▶ _Exercise directions_: Throughout the listing below, copy each line containing "Target".

▶ _Records for processing_:
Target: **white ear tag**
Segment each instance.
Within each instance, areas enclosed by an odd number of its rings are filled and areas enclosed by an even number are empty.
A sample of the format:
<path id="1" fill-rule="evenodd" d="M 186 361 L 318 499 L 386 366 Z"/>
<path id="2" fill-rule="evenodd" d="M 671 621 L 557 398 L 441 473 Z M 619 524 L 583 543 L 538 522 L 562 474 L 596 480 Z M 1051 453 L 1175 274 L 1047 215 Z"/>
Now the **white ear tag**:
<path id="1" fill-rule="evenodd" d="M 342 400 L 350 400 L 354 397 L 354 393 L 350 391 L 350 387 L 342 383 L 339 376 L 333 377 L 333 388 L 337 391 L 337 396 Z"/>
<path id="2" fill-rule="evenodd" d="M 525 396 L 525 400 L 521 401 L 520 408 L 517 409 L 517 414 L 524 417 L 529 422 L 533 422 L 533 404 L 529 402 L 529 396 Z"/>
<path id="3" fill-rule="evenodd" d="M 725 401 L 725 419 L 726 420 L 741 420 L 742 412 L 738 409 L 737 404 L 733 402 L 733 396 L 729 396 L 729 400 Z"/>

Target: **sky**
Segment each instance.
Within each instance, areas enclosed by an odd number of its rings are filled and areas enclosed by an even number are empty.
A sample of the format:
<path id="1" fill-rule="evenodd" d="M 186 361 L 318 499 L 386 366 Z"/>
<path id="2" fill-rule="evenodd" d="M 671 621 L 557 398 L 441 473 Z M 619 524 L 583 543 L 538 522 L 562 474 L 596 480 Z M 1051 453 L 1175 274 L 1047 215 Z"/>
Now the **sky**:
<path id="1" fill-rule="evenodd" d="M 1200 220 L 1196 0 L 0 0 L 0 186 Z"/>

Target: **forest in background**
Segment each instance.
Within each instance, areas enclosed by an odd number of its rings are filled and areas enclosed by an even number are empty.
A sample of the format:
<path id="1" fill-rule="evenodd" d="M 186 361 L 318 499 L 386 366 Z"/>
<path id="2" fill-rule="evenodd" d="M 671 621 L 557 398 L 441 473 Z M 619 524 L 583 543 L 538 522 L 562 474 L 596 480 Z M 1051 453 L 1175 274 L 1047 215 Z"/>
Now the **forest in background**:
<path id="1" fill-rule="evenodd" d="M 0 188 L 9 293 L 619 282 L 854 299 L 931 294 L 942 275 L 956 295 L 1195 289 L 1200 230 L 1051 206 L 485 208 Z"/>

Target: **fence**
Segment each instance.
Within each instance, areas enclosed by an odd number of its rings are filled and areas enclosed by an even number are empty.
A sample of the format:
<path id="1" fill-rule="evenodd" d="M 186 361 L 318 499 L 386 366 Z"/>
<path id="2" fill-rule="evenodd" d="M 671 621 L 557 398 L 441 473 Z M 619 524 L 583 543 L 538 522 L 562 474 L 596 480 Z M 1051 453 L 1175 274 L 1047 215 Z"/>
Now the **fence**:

--

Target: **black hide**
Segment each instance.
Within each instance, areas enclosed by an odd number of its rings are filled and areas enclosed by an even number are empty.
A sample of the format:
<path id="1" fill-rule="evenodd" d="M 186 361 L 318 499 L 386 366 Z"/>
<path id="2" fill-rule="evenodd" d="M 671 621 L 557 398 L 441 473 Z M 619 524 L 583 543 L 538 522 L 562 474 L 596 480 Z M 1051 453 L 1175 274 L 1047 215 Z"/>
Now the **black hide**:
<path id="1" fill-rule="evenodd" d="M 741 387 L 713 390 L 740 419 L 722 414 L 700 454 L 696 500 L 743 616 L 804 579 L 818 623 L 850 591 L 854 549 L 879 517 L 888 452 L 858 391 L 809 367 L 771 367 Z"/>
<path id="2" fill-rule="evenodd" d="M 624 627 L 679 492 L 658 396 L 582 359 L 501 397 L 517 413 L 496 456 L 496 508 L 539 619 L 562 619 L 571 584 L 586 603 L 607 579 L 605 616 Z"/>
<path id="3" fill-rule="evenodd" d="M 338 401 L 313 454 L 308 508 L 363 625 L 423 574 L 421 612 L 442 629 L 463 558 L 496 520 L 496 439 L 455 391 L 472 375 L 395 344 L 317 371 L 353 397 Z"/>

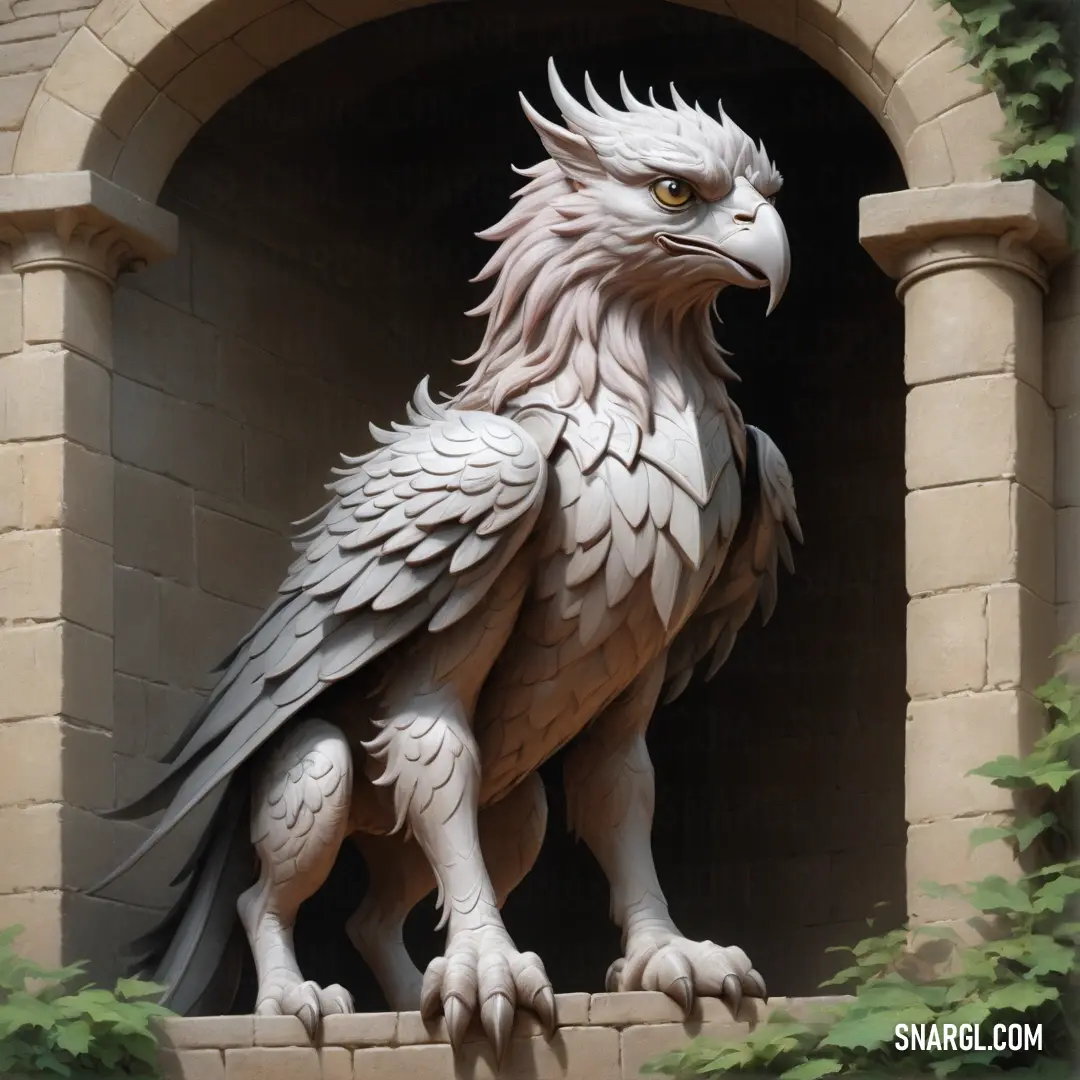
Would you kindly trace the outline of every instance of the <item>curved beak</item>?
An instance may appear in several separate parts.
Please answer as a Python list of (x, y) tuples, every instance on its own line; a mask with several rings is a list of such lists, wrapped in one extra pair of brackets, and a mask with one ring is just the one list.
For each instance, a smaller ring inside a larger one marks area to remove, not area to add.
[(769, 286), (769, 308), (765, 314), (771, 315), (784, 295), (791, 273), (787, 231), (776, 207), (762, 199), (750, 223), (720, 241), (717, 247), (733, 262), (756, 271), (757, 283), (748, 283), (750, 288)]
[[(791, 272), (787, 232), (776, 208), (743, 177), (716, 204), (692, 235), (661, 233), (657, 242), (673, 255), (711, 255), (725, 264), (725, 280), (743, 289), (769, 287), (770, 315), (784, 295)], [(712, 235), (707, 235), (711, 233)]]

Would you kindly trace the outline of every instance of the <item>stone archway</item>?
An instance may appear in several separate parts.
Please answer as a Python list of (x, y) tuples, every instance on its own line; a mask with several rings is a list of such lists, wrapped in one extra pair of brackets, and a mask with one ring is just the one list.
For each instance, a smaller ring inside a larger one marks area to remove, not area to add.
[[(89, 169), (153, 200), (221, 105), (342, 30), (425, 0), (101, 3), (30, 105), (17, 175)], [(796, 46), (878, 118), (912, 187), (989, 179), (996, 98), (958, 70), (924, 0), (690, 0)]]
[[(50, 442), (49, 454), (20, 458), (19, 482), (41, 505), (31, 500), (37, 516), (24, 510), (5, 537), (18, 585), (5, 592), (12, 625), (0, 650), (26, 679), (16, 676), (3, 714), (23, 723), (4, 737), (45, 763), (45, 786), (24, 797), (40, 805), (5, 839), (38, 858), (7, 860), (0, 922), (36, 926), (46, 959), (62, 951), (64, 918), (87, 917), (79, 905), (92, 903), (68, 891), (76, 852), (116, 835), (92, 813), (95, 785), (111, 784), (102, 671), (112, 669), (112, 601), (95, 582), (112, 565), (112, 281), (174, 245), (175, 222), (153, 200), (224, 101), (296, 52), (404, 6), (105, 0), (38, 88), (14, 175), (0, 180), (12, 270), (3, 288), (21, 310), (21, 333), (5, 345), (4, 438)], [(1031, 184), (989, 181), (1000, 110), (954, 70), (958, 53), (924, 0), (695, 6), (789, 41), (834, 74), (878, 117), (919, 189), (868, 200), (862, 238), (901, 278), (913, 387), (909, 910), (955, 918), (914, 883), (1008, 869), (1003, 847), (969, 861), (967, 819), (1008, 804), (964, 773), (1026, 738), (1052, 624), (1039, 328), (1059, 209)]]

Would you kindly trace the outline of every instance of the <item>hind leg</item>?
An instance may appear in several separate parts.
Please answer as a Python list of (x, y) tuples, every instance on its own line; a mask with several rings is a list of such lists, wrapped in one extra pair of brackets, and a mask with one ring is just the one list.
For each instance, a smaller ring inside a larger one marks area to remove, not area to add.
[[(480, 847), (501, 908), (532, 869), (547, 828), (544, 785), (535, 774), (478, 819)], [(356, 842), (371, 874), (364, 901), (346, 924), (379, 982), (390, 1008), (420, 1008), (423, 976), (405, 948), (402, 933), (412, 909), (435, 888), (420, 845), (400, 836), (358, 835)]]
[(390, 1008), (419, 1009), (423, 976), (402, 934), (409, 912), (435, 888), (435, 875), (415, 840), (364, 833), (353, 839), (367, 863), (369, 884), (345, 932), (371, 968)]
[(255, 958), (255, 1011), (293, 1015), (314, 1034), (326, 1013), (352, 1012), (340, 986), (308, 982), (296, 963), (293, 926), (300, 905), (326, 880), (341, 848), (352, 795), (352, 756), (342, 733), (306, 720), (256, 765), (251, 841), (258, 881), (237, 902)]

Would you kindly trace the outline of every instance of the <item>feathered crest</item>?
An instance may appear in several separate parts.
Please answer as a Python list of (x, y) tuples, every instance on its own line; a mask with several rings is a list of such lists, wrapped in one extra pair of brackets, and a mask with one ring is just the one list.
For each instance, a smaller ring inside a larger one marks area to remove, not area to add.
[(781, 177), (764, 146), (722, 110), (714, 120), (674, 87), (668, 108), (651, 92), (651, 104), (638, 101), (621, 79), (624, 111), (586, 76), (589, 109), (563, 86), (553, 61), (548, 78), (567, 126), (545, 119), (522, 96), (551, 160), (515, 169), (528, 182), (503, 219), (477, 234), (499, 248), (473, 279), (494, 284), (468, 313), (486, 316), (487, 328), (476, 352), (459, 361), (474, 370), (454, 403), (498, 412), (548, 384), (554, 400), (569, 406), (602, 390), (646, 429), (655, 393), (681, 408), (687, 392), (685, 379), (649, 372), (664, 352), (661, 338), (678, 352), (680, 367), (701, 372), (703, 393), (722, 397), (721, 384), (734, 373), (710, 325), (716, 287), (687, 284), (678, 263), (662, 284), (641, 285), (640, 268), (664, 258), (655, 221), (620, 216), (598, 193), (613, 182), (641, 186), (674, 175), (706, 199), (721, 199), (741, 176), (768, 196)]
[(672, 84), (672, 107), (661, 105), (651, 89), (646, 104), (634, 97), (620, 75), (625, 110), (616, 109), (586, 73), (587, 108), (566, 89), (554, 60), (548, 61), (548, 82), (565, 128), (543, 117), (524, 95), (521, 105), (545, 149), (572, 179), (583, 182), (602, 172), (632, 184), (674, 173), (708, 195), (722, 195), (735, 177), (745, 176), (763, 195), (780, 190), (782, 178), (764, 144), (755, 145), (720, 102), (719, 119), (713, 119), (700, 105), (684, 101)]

...

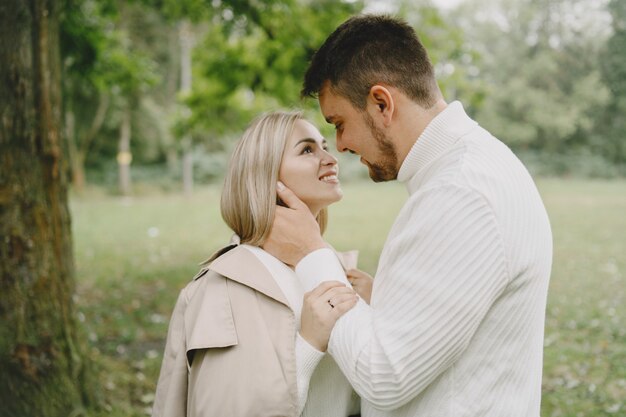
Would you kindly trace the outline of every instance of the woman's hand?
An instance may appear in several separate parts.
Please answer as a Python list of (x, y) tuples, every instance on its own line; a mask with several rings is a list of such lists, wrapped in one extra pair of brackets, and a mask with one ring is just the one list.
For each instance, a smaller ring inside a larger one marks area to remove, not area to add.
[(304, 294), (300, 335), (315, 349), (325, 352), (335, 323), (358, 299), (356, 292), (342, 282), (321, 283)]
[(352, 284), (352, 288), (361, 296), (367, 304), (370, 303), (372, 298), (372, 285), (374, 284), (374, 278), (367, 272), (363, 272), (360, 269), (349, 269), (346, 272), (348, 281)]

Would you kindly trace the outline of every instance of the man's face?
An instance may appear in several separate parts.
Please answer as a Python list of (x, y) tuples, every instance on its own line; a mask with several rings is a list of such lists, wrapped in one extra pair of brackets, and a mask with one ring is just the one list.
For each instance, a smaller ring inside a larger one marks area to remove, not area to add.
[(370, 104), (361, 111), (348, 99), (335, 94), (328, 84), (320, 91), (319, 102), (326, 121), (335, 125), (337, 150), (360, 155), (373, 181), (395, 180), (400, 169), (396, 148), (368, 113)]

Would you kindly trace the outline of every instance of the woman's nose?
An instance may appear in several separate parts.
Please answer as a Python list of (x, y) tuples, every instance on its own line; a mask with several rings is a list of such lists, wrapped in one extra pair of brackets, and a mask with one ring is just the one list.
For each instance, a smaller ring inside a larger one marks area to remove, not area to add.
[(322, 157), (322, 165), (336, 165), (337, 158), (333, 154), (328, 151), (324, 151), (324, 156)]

▶ _Solution for this exercise_:
Target: **white ear tag**
Target: **sky**
Target: **forest in background**
Target: **fence**
Target: **black hide**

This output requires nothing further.